**READING TEXT**
····················
Senators Collins, Lieberman Say Emergency Response Must Be Part of DHS

Senators Susan Collins (R-ME) and Joseph Lieberman (D-CT), Chairman and Ranking Member of the Senate Committee on Homeland Security, today released the following statement in reaction to a proposal by Representatives Tom Davis and Bill Shuster to move the Federal Emergency Management Agency (FEMA) out of the Department of Homeland Security.

“FEMA is not now and never has been prepared for a catastrophe the size and scope of Hurricane Katrina. Removing it from the Department of Homeland Security will not change that fact and will further weaken and isolate an agency that does not have the resources, authority, and leadership to do its job effectively. “The seven-month, bipartisan, Senate committee investigation on the preparations for and response to Hurricane Katrina was the most comprehensive study to date. From the facts gathered through 22 hearings, 838,000 pages of documents, and 325 formal interviews, we are recommending a new organization, far stronger than FEMA, to give the federal government’s emergency managers the stature, resources, and leadership they need. Our proposed National Preparedness and Response Authority combine the resources and authorities of FEMA with Department preparedness assets, including billions of dollars of grants to states and localities and infrastructure protection and communications functions. It would be responsible not just for disaster response, but for disaster preparedness as well, working hand in hand with state and local officials, other federal agencies, and the private and non-profit sectors to be ready for true catastrophes, whether natural or terrorist. “Removing FEMA from DHS would needlessly sever its ties with key Department assets such as the Coast Guard, law enforcement officers, and communications capabilities, and create confusion for state and local officials who rely on DHS for support. If FEMA were removed from DHS, the Department would have to create its own, internal “FEMA” to deal with terror attacks, duplicating functions that already exist. The function of emergency response needs to be in DHS for the same reason that emergency rooms belong in hospitals – to ensure that all the relevant resources of the broader organization can be quickly and efficiently brought to bear in emergencies.”
····················
**EXERCISE SET**
A – Name every person the FEMA statement mentions by name.
B – Write out the passage of the FEMA statement that begins at the words "Senators Collins, Lieberman" and stops after "of Homeland Security.".
····················
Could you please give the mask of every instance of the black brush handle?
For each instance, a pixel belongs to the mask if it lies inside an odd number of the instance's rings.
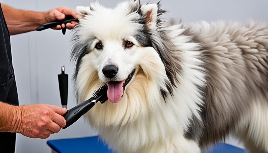
[[[91,97],[81,104],[67,111],[62,115],[66,121],[66,125],[63,129],[65,129],[78,120],[88,111],[96,104],[96,99]]]
[[[58,75],[58,77],[61,105],[66,106],[68,99],[68,74],[64,73],[62,72],[61,74]]]

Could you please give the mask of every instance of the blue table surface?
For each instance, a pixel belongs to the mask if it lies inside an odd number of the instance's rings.
[[[98,136],[50,140],[47,142],[58,153],[112,153]],[[206,153],[246,153],[243,149],[228,144],[219,143]]]

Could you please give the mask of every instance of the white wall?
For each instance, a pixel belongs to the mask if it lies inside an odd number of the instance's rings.
[[[85,0],[2,0],[2,3],[16,8],[45,11],[64,6],[73,9],[78,5],[87,6],[95,1]],[[100,3],[113,7],[118,0],[99,0]],[[147,1],[141,0],[142,3]],[[162,1],[163,8],[169,13],[167,16],[181,18],[186,23],[204,20],[234,19],[243,21],[250,18],[268,18],[267,0],[188,0]],[[73,84],[70,79],[74,70],[69,63],[69,32],[65,35],[61,31],[47,29],[32,32],[11,37],[13,62],[21,105],[44,103],[61,106],[57,75],[62,65],[69,74],[68,107],[76,105]],[[50,139],[85,137],[96,132],[83,119],[64,130],[43,140],[32,139],[17,135],[17,153],[48,153],[46,143]],[[241,146],[234,139],[228,142]]]

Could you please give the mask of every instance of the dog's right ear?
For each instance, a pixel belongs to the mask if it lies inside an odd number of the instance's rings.
[[[89,12],[91,8],[89,6],[79,6],[76,7],[76,12],[78,13],[78,19],[81,19],[85,17],[85,16],[89,15]]]

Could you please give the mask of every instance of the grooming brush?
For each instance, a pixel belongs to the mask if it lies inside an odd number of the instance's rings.
[[[68,99],[68,74],[65,74],[64,65],[61,66],[61,74],[58,75],[59,94],[62,107],[67,109]]]
[[[72,124],[83,115],[88,111],[98,102],[103,104],[108,100],[107,91],[108,87],[106,84],[101,87],[93,94],[93,96],[73,108],[67,111],[62,115],[66,121],[65,129]]]
[[[39,31],[49,28],[56,27],[58,25],[60,25],[61,26],[62,24],[64,24],[65,25],[65,27],[64,28],[61,28],[62,34],[64,35],[65,34],[65,33],[66,32],[66,24],[68,23],[70,23],[72,21],[75,21],[77,22],[79,22],[79,20],[75,18],[72,16],[66,16],[65,18],[62,20],[57,20],[55,21],[45,23],[38,27],[36,28],[36,31]]]

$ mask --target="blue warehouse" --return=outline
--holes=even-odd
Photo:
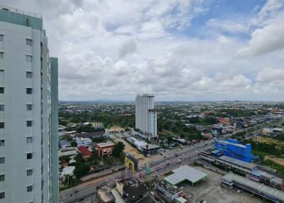
[[[215,150],[220,151],[224,155],[251,163],[253,156],[251,154],[251,144],[242,145],[234,139],[216,140]]]

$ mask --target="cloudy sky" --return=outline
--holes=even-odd
[[[284,101],[283,0],[0,0],[39,13],[61,100]]]

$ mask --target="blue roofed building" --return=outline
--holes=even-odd
[[[251,144],[242,145],[237,140],[218,139],[215,141],[215,150],[222,152],[224,155],[234,158],[251,163],[253,158],[251,154]]]

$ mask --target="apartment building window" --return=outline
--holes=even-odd
[[[26,59],[27,62],[31,62],[33,60],[33,57],[31,55],[26,55]]]
[[[33,45],[33,40],[31,39],[26,39],[26,44],[31,46]]]
[[[33,170],[32,169],[27,170],[27,176],[30,176],[32,175],[33,175]]]
[[[26,89],[26,93],[27,93],[27,94],[33,94],[33,88],[27,88]]]
[[[33,126],[32,121],[26,121],[26,124],[27,124],[27,127],[31,127]]]
[[[0,199],[5,198],[5,192],[0,192]]]
[[[27,192],[33,191],[33,185],[29,185],[27,187]]]
[[[33,153],[27,153],[27,159],[32,159],[32,158],[33,158]]]
[[[31,71],[26,72],[26,76],[27,78],[32,78],[33,77],[33,72],[31,72]]]
[[[27,137],[26,138],[26,143],[31,143],[33,142],[33,137]]]
[[[33,110],[33,104],[26,104],[26,109],[27,111]]]

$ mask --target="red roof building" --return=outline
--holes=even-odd
[[[227,125],[227,126],[232,126],[233,125],[233,121],[231,121],[231,118],[219,117],[218,118],[218,121],[220,124],[225,124],[225,125]]]
[[[204,134],[203,136],[205,138],[207,138],[207,140],[209,140],[212,137],[212,135],[211,133],[206,133],[206,134]]]
[[[96,145],[96,150],[98,152],[99,156],[104,156],[104,155],[109,156],[112,153],[114,147],[114,143],[112,142],[97,143]]]
[[[87,158],[92,156],[92,153],[84,146],[80,146],[77,148],[78,152],[82,154],[84,158]]]

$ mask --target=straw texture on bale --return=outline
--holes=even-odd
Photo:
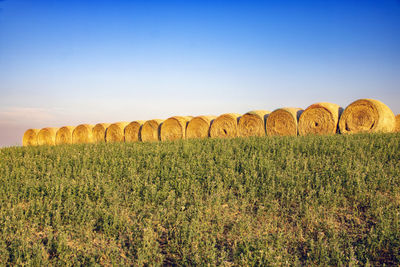
[[[244,114],[238,124],[239,136],[265,136],[265,121],[269,114],[267,110],[254,110]]]
[[[266,122],[267,135],[297,135],[297,123],[302,111],[301,108],[280,108],[271,112]]]
[[[56,144],[56,134],[58,128],[47,127],[43,128],[38,133],[38,145],[52,145]]]
[[[28,129],[22,137],[23,146],[37,146],[37,135],[40,129]]]
[[[238,136],[240,114],[226,113],[218,116],[210,127],[210,137],[230,138]]]
[[[144,121],[132,121],[125,127],[125,142],[141,141],[140,129]]]
[[[394,127],[396,133],[400,133],[400,114],[396,115],[396,126]]]
[[[121,121],[111,124],[106,131],[106,142],[124,142],[124,130],[125,127],[129,124],[127,121]]]
[[[160,136],[160,125],[164,120],[154,119],[146,121],[140,130],[143,142],[158,141]]]
[[[72,132],[73,144],[89,144],[93,143],[93,125],[80,124]]]
[[[216,116],[197,116],[191,119],[186,127],[186,138],[207,138],[210,127]]]
[[[316,103],[304,110],[299,119],[299,135],[335,134],[342,108],[333,103]]]
[[[166,119],[160,126],[160,140],[173,141],[186,138],[186,126],[190,116],[174,116]]]
[[[103,143],[106,141],[106,131],[110,123],[98,123],[93,127],[93,142]]]
[[[375,99],[359,99],[351,103],[339,120],[340,132],[393,132],[395,117],[388,106]]]
[[[58,129],[56,133],[56,145],[72,144],[72,132],[74,129],[74,126],[63,126]]]

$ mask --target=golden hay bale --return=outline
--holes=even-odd
[[[106,142],[124,142],[124,130],[128,124],[129,122],[127,121],[121,121],[111,124],[106,131]]]
[[[267,110],[253,110],[244,114],[238,124],[239,136],[265,136]]]
[[[400,114],[396,115],[396,127],[394,128],[396,133],[400,133]]]
[[[159,119],[146,121],[140,130],[142,141],[158,141],[160,135],[160,125],[162,125],[163,121],[164,120]]]
[[[160,126],[160,140],[173,141],[186,138],[186,126],[191,116],[174,116],[166,119]]]
[[[72,132],[74,129],[74,126],[63,126],[58,129],[56,133],[56,145],[72,144]]]
[[[93,125],[91,124],[80,124],[76,126],[72,132],[72,143],[73,144],[89,144],[93,143]]]
[[[332,103],[316,103],[304,110],[299,119],[299,135],[335,134],[343,109]]]
[[[37,135],[40,129],[28,129],[22,137],[23,146],[37,146]]]
[[[125,142],[137,142],[140,138],[140,129],[144,121],[132,121],[125,127]]]
[[[106,141],[106,130],[110,123],[98,123],[93,127],[93,141],[95,143],[104,143]]]
[[[267,135],[297,135],[297,122],[303,110],[301,108],[279,108],[267,118]]]
[[[339,120],[340,132],[393,132],[395,117],[388,106],[374,99],[359,99],[351,103]]]
[[[229,138],[238,136],[240,114],[226,113],[218,116],[210,127],[210,137]]]
[[[197,116],[192,118],[186,127],[186,138],[207,138],[210,127],[216,116]]]
[[[56,144],[56,134],[59,128],[47,127],[39,131],[37,139],[38,145],[52,145]]]

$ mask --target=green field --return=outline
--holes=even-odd
[[[400,263],[400,134],[0,150],[0,265]]]

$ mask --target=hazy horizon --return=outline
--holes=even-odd
[[[0,1],[0,147],[28,128],[374,98],[400,1]]]

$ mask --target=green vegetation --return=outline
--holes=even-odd
[[[400,263],[400,134],[0,150],[0,265]]]

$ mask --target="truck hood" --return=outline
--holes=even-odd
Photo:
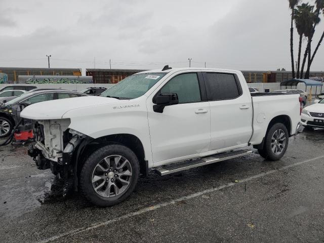
[[[23,118],[33,120],[61,119],[62,116],[74,109],[125,102],[113,98],[84,96],[36,103],[25,108],[20,113]]]

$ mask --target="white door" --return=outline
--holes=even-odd
[[[251,96],[231,73],[204,72],[210,100],[210,150],[246,145],[252,133]]]
[[[208,151],[210,110],[209,103],[201,101],[197,73],[173,76],[152,96],[160,93],[177,94],[179,103],[158,113],[153,110],[152,97],[147,100],[153,162],[166,164]]]

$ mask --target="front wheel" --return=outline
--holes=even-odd
[[[111,206],[128,197],[139,176],[139,163],[127,147],[110,145],[94,152],[80,174],[80,189],[86,198],[100,207]]]
[[[302,109],[304,109],[304,107],[305,107],[305,105],[306,104],[305,104],[305,102],[304,101],[302,101],[302,103],[300,103],[300,107],[301,107]]]
[[[286,153],[288,147],[289,134],[282,123],[274,124],[266,135],[263,148],[259,149],[260,155],[270,160],[278,160]]]
[[[0,138],[9,135],[13,129],[13,126],[9,119],[0,116]]]

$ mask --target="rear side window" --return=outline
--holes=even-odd
[[[198,102],[201,100],[196,73],[176,76],[161,89],[161,94],[176,93],[179,103]]]
[[[240,87],[233,74],[208,72],[205,77],[210,100],[234,99],[241,95]]]

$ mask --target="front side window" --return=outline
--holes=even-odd
[[[9,97],[11,96],[12,91],[6,91],[0,94],[0,97]]]
[[[176,76],[161,89],[160,93],[176,93],[179,103],[197,102],[201,100],[196,73]]]
[[[239,85],[232,73],[208,72],[205,76],[209,99],[212,100],[234,99],[241,94]]]
[[[129,76],[102,93],[100,96],[120,99],[138,98],[146,93],[166,74],[166,72],[146,72]]]
[[[75,98],[78,97],[79,95],[77,94],[74,94],[72,93],[58,93],[57,98],[58,99],[66,99],[67,98]]]
[[[24,92],[22,91],[14,91],[14,96],[18,96],[18,95],[20,95],[22,94],[23,94]]]
[[[35,104],[35,103],[42,102],[48,100],[52,100],[53,99],[54,93],[48,93],[47,94],[41,94],[40,95],[35,95],[32,97],[26,100],[31,104]]]
[[[3,90],[3,91],[4,90],[12,90],[13,89],[14,89],[15,87],[13,87],[12,86],[7,86],[7,87],[6,87],[5,89],[4,89]]]

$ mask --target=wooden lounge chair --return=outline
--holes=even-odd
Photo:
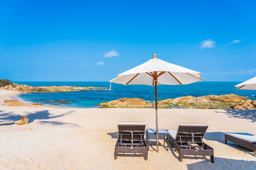
[[[251,149],[256,155],[256,135],[248,133],[226,133],[225,134],[225,143],[230,141],[239,146]]]
[[[145,124],[118,124],[118,138],[115,146],[115,159],[118,153],[140,153],[148,159],[148,146],[145,138]]]
[[[208,155],[214,162],[213,148],[203,142],[208,125],[179,125],[178,130],[169,130],[168,139],[179,153],[179,160],[184,155]]]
····················
**RESULTS IN ORDER**
A – Susan Collins, Joseph Lieberman, Tom Davis, Bill Shuster

B –
Senators Collins, Lieberman Say Emergency Response Must Be Part of DHS

Senators Susan Collins (R-ME) and Joseph Lieberman (D-CT), Chairman and Ranking Member of the Senate Committee on Homeland Security, today released the following statement in reaction to a proposal by Representatives Tom Davis and Bill Shuster to move the Federal Emergency Management Agency (FEMA) out of the Department of Homeland Security.